To do
Copy the data that follows, character for character, minus the pictures.

——

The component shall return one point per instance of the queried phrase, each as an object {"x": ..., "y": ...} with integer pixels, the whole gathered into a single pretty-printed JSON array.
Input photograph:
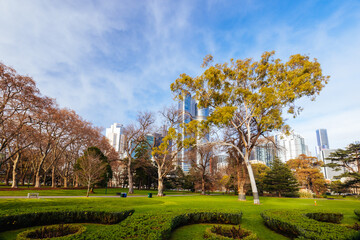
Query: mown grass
[
  {"x": 251, "y": 213},
  {"x": 47, "y": 191}
]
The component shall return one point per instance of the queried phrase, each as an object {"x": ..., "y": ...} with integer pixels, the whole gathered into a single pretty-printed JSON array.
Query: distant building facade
[
  {"x": 290, "y": 146},
  {"x": 190, "y": 111},
  {"x": 115, "y": 135},
  {"x": 322, "y": 139},
  {"x": 264, "y": 151}
]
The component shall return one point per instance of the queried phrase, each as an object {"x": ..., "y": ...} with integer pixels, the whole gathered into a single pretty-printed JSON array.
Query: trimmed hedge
[
  {"x": 210, "y": 233},
  {"x": 357, "y": 213},
  {"x": 155, "y": 226},
  {"x": 49, "y": 218},
  {"x": 78, "y": 228},
  {"x": 308, "y": 224}
]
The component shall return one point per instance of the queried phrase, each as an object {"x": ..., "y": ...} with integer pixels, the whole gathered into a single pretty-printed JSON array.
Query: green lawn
[
  {"x": 251, "y": 213},
  {"x": 47, "y": 191}
]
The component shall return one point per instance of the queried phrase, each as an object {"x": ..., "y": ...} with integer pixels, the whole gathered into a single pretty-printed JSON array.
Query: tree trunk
[
  {"x": 15, "y": 162},
  {"x": 37, "y": 179},
  {"x": 160, "y": 184},
  {"x": 65, "y": 182},
  {"x": 23, "y": 180},
  {"x": 130, "y": 178},
  {"x": 7, "y": 176},
  {"x": 87, "y": 192},
  {"x": 252, "y": 179},
  {"x": 76, "y": 181},
  {"x": 241, "y": 182},
  {"x": 53, "y": 184},
  {"x": 203, "y": 185}
]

——

Response to the task
The component shall return one point per instance of the queried phrase, each as an object {"x": ..., "y": ...} with integer pixels, the whole gathered into a single pretty-printed JSON array.
Input photograph:
Query: mown grass
[
  {"x": 251, "y": 213},
  {"x": 47, "y": 191}
]
The component shall return one point per instance of the queried phrase, each as an object {"x": ..., "y": ...} with integer pixels, the whole gathered into a single pretty-printed JSON array.
Query: distant building facade
[
  {"x": 290, "y": 146},
  {"x": 190, "y": 111},
  {"x": 115, "y": 135},
  {"x": 322, "y": 139},
  {"x": 264, "y": 151}
]
The component shall return one point per instance of the queried phrase, each as an object {"x": ..., "y": ...} with integer pixels, the whole gathered into a single pretty-printed JSON array.
Query: trimmed hedge
[
  {"x": 210, "y": 233},
  {"x": 357, "y": 213},
  {"x": 155, "y": 226},
  {"x": 49, "y": 218},
  {"x": 78, "y": 228},
  {"x": 308, "y": 224}
]
The component shall return one point per instance of the queried phrase, each as an object {"x": ..., "y": ...} with integer pixels, the whole gathered into a single pretty-printed JSON array.
Query: green lawn
[
  {"x": 251, "y": 213},
  {"x": 47, "y": 191}
]
The component shall return one point per instance of the queried phrase, each as an object {"x": ..., "y": ...} with integer pixels, the whole gathered into a single pretty-printed JSON array.
Query: tree trunk
[
  {"x": 15, "y": 162},
  {"x": 37, "y": 179},
  {"x": 160, "y": 184},
  {"x": 65, "y": 182},
  {"x": 23, "y": 180},
  {"x": 130, "y": 178},
  {"x": 7, "y": 176},
  {"x": 87, "y": 192},
  {"x": 252, "y": 179},
  {"x": 76, "y": 181},
  {"x": 241, "y": 182},
  {"x": 53, "y": 184},
  {"x": 203, "y": 185}
]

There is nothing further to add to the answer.